### Problem to work on
Please output each entry in the material beneath exactly as shown.

┏━━

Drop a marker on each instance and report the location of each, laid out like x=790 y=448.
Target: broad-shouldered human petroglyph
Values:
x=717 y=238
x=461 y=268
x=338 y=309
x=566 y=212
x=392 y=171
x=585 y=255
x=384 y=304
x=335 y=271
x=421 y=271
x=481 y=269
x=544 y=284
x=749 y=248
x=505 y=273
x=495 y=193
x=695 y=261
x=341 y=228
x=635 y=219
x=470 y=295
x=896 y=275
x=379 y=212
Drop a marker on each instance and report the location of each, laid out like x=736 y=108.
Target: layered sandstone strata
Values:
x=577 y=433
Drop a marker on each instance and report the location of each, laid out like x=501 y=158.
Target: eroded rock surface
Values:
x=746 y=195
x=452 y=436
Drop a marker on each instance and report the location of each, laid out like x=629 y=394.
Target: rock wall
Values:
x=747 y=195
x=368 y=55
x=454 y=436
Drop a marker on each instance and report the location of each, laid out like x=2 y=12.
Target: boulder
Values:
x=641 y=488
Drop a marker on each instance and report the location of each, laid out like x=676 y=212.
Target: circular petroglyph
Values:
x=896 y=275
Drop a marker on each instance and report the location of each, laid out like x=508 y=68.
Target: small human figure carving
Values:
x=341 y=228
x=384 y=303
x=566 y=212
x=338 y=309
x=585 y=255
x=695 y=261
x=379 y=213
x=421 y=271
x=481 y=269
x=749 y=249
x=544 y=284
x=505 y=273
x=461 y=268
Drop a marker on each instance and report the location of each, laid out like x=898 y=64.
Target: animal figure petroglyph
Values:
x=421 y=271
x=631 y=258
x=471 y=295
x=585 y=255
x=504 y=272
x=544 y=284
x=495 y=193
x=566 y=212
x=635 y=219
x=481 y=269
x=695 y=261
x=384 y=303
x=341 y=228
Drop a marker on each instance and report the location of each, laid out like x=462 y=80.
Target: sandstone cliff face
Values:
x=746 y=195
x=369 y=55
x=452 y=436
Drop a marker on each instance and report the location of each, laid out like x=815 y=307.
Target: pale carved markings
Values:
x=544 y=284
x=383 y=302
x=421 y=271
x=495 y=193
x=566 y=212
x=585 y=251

┗━━

### Output for this task
Drop a marker on each instance and report the location of each, laid out like x=790 y=448.
Target: broad-shouldered human petroglyph
Values:
x=717 y=238
x=461 y=268
x=338 y=309
x=566 y=212
x=392 y=171
x=585 y=255
x=384 y=304
x=335 y=271
x=421 y=271
x=481 y=269
x=544 y=284
x=749 y=248
x=505 y=273
x=495 y=193
x=695 y=261
x=341 y=228
x=635 y=219
x=470 y=295
x=896 y=275
x=379 y=212
Drop a marker on each instance and report the location of each, laid out like x=736 y=108.
Target: layered sandstone strata
Values:
x=577 y=433
Drop a marker on each instance and report the location of each, laid out like x=501 y=158.
Target: eroded rock surface
Values:
x=746 y=195
x=452 y=436
Drop a marker on each instance and report the location of each, laid out like x=629 y=394.
Target: rock wall
Values:
x=747 y=195
x=368 y=55
x=454 y=436
Drop a marker on each instance and report the location of each, laid out like x=2 y=12.
Target: boulder
Values:
x=641 y=488
Drop a marker on each instance and report the location of each, laid out like x=676 y=212.
Target: circular petroglyph
Values:
x=896 y=275
Drop a marker on each instance and report the location of each, laid out like x=508 y=68.
Target: small human figure carving
Values:
x=341 y=228
x=384 y=303
x=566 y=212
x=338 y=309
x=585 y=255
x=695 y=261
x=379 y=213
x=421 y=271
x=481 y=269
x=749 y=249
x=544 y=284
x=505 y=273
x=461 y=268
Drop a marker on each instance and report the location of each, laid out like x=898 y=64.
Target: animal figure petroglyph
Values:
x=421 y=271
x=631 y=258
x=471 y=295
x=585 y=255
x=504 y=272
x=544 y=284
x=495 y=193
x=566 y=212
x=635 y=219
x=481 y=269
x=695 y=261
x=384 y=303
x=341 y=228
Drop a marker on each instance and report the location of each, laid out like x=462 y=80.
Target: sandstone cliff face
Values:
x=746 y=195
x=369 y=55
x=452 y=436
Drop a marker on each instance and report the location of each, laid out like x=815 y=307.
Target: pale carved markings
Values:
x=544 y=284
x=383 y=302
x=421 y=271
x=495 y=193
x=566 y=212
x=585 y=251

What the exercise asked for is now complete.